When Do People Go To Residential Treatment?

In the simplest sense, someone is ready for residential treatment when their level of distress consistently and chronically overwhelms their ability to do things like hold down a job, complete a degree program, or maintain close relationships. In other words, when their ability to enjoy and function in life falls apart due to the overwhelming challenges of certain emotions, behaviors, symptoms, or thoughts. This falling apart may be sudden and in the form of a crisis, or it may be a slower, less obvious change in behavior or personality.

Thanks to the field of psychiatry, the emotions, behaviors, symptoms, and thoughts people with serious mental illness experience get clustered into groups called a diagnosis. Diagnoses are helpful in identifying the course of treatment that may be most helpful for a person to follow.

Common diagnoses that lead people to seek out residential care are:

  • Anxiety disorders
  • Behavioral disorders
  • Eating disorders
  • Mental health disorders
  • Substance use disorders
  • Mood disorders
  • Obsessive compulsive disorder
  • Personality disorders
  • Thought (psychotic) disorders
  • Suicidal behaviors
  • Trauma and stress related disorders

What Happens In Residential Treatment?

Counter to common perception, the vast majority of people in residential treatment are there voluntarily. Meaning, they chose to enter residential treatment on their own and were not brought there by police or court-ordered. The vast majority of people go to residential treatment because they desperately want to be well again.
::::::
» **Directions**
[a] In the text on residential treatment, what activities are given as examples of what a person's level of distress can overwhelm their ability to do?
[b] Resume the text on residential treatment after its final sentence.

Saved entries
::::::
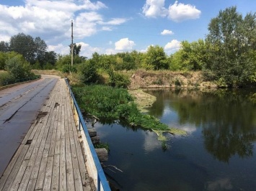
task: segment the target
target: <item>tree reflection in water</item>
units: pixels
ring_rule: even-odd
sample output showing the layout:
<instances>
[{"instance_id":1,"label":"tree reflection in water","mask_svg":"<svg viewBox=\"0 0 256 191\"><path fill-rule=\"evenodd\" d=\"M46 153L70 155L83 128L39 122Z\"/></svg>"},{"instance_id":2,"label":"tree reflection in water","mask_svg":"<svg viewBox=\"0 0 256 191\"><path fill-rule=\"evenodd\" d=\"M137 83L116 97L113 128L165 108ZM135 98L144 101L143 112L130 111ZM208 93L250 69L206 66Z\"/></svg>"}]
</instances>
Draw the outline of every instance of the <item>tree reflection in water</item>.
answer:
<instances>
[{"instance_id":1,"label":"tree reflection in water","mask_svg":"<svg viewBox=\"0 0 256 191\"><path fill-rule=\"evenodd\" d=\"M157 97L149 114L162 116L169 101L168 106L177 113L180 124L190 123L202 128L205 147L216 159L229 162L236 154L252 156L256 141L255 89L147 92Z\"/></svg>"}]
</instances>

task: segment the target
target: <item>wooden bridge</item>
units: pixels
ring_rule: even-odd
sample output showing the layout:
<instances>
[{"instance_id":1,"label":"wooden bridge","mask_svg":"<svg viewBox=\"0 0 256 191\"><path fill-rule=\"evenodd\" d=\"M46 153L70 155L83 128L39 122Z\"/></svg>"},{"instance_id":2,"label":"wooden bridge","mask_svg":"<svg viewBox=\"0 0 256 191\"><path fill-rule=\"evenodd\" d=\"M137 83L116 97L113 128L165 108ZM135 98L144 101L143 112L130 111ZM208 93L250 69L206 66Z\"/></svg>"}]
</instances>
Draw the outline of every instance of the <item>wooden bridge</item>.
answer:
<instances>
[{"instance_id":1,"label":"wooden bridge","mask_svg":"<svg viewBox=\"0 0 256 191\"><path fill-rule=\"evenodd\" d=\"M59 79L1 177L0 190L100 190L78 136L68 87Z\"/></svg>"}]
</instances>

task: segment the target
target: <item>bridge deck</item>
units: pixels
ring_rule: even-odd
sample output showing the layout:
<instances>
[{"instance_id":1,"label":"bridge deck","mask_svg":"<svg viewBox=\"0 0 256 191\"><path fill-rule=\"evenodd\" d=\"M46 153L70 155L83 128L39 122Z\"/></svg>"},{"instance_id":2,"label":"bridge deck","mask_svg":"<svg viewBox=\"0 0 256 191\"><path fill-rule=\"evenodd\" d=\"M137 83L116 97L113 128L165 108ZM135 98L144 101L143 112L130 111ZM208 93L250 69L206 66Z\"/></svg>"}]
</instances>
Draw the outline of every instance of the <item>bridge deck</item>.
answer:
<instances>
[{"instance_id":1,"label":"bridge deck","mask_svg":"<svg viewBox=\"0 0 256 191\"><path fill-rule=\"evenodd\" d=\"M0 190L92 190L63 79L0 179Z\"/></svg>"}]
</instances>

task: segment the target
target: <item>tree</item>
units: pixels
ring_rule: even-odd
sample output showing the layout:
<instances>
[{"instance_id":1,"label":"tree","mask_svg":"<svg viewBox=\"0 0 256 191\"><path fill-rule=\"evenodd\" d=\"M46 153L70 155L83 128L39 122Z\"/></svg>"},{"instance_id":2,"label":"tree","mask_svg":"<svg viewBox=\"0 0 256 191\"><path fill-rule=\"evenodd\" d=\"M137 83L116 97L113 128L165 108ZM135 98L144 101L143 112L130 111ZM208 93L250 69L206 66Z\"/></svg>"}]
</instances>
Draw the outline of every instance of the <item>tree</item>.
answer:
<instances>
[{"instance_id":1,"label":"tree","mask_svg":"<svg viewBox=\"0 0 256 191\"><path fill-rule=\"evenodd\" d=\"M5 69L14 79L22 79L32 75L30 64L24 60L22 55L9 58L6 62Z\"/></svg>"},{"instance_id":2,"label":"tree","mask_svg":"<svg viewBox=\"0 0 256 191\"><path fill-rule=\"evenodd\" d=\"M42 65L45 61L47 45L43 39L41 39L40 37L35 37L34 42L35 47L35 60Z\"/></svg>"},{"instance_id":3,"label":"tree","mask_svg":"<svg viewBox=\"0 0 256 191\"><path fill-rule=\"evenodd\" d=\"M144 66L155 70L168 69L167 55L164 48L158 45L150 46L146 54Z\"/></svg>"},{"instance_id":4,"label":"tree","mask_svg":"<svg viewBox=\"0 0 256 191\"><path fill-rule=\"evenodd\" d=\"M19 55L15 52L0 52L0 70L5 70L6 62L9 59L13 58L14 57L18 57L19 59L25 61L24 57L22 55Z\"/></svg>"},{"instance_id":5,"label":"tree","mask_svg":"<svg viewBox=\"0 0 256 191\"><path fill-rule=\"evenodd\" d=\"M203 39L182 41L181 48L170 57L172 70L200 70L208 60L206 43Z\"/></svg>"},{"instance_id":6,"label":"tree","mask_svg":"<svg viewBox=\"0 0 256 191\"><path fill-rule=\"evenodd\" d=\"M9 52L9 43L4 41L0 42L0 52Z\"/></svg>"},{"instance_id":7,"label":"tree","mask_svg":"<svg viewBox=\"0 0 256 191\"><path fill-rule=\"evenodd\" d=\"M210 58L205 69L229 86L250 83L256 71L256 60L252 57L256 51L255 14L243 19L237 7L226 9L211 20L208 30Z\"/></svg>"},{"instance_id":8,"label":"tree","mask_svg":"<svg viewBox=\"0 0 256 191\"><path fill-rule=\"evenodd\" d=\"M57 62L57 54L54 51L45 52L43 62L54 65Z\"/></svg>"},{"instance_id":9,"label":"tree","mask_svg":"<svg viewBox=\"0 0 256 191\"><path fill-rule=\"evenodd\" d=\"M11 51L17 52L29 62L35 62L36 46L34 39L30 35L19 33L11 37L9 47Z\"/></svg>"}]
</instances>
::::::
» **Answer section**
[a] Hold down a job, complete a degree program, and maintain close relationships.

[b]
Residential treatment programs are in urban, suburban, and rural locations. Some are in building complexes downtown, others in friendly neighborhoods, and several are on working farms.

Many programs offer engaging, structured daily activities mixed with intensive group and individual therapy. Many residential treatment programs offer vocational and educational support to help their clients reach and maintain goals around education and work.

Every good residential treatment program makes the new community member feel safe and welcome upon arrival. People who work in residential treatment know that if you do not make someone truly feel safe and welcome, they will find it difficult to open up and do the hard work of recovery.

When choosing a residential treatment program, it is as important to consider expertise and professional degrees of staff as it is to consider the community you will be entering. Choosing a residential community where your strengths will be recognized and drawn out and where you will have a chance to engage in activities that bring you joy are just as important to the recovery process as the specializations of the psychologists.

Take Action Before Life Gets Unmanageable

Most people will wait until they are in crisis before considering residential treatment. But if you have read this far in this blog post, you understand why: residential treatment programs are not seen as happy, healthy places. They are seen as a last resort and only for the “worst of the worst”.

We at Virgil Stucker and Associates are working every day to help people see themselves and their options for care through a more realistic and hopeful lens. We refuse to accept the stigmatizing messages surrounding mental illness. We know, through the experience of hundreds of people, that for the vast majority of people, there is a treatment approach or a residential community where they will feel at home and be able to thrive.

We tirelessly search out the people and places that are providing the best care so that we can elevate their work and connect people with their treatment programs. It is thanks to our years of experience and knowledge that we are able to help our clients navigate this complex mental health system.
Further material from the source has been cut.